--- BEGIN Material for this task ---

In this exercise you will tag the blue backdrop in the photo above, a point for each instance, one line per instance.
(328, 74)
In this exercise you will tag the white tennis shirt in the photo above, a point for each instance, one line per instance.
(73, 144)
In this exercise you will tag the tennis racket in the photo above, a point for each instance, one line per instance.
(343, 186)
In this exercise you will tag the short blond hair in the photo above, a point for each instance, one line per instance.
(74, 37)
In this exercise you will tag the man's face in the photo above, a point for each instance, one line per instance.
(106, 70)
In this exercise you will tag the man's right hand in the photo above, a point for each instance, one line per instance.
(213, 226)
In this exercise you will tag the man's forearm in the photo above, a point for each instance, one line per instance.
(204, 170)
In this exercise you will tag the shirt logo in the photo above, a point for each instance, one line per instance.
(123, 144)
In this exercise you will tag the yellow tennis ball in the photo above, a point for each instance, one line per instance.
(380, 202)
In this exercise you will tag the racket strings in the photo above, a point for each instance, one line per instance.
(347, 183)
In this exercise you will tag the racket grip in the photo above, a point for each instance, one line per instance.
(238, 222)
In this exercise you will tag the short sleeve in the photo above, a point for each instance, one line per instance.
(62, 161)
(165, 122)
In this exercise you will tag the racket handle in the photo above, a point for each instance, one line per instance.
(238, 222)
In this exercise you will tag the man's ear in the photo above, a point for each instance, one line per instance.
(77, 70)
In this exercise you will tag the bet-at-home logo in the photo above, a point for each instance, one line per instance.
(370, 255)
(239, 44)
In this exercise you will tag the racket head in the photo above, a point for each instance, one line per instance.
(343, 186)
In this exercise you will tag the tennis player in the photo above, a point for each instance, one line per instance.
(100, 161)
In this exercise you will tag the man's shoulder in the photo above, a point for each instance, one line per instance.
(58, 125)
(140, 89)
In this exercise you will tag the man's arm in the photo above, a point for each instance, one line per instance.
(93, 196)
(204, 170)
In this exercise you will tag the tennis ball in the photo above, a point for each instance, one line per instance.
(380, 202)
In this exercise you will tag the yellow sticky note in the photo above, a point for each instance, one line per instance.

--- END Material for this task ---

What the task asks. Every line above should be written out again exactly as it stands.

Exercise answer.
In this exercise you will tag the blue backdrop in the photo above, a point for each instance, one line per instance.
(328, 74)
In this exercise you will tag the white tennis shirt in the photo above, a point for each instance, one line per instance.
(73, 144)
In this exercise you will tag the tennis racket in the photo above, a point for each instance, one line per instance.
(343, 186)
In this exercise you will tag the short blond hair in the photo above, a point for each instance, one line per instance.
(74, 37)
In this exercise you will tag the man's face in the photo above, a point for each instance, one line per instance.
(106, 70)
In this exercise you will tag the man's right hand in the photo above, a point for each instance, one line per instance.
(213, 226)
In this exercise you will tag the man's forearm in the photo above, a point for each instance, one line per instance.
(204, 170)
In this exercise you will tag the shirt logo in the photo above, a point for each instance, one line per instance.
(123, 144)
In this exercise you will tag the yellow tennis ball in the photo above, a point for each instance, one line per instance.
(380, 202)
In this exercise you will tag the racket strings in the photo above, a point for each instance, one line per instance.
(347, 183)
In this exercise you will tag the racket grip in the photo above, a point for each instance, one line per instance.
(238, 222)
In this exercise you will tag the short sleeve in the photo above, a point for each instance, one line per instance.
(62, 161)
(165, 122)
In this exercise you will tag the racket handle in the photo above, a point for each instance, one line per instance.
(238, 222)
In this exercise you will tag the man's ear in the photo above, a point for each instance, one line per instance.
(77, 70)
In this exercise you will tag the bet-at-home logo in the photo above, a point for each instance, one line per instance.
(370, 255)
(239, 44)
In this exercise you will tag the racket head in the photo above, a point for each instance, one line per instance.
(343, 186)
In this exercise you will tag the tennis player in the photo above, a point for each instance, one line per instance.
(100, 161)
In this exercise you will tag the man's shoulder in the photo above, a point for each instance, one line per instance.
(58, 125)
(140, 89)
In this exercise you will tag the man's arm in the photo above, a point for each instance, one line per instance.
(93, 196)
(204, 170)
In this exercise you will tag the tennis ball in the photo above, a point for each instance, one line per instance.
(380, 202)
In this exercise you will tag the yellow sticky note in the photo above, a point for each instance, one line per instance.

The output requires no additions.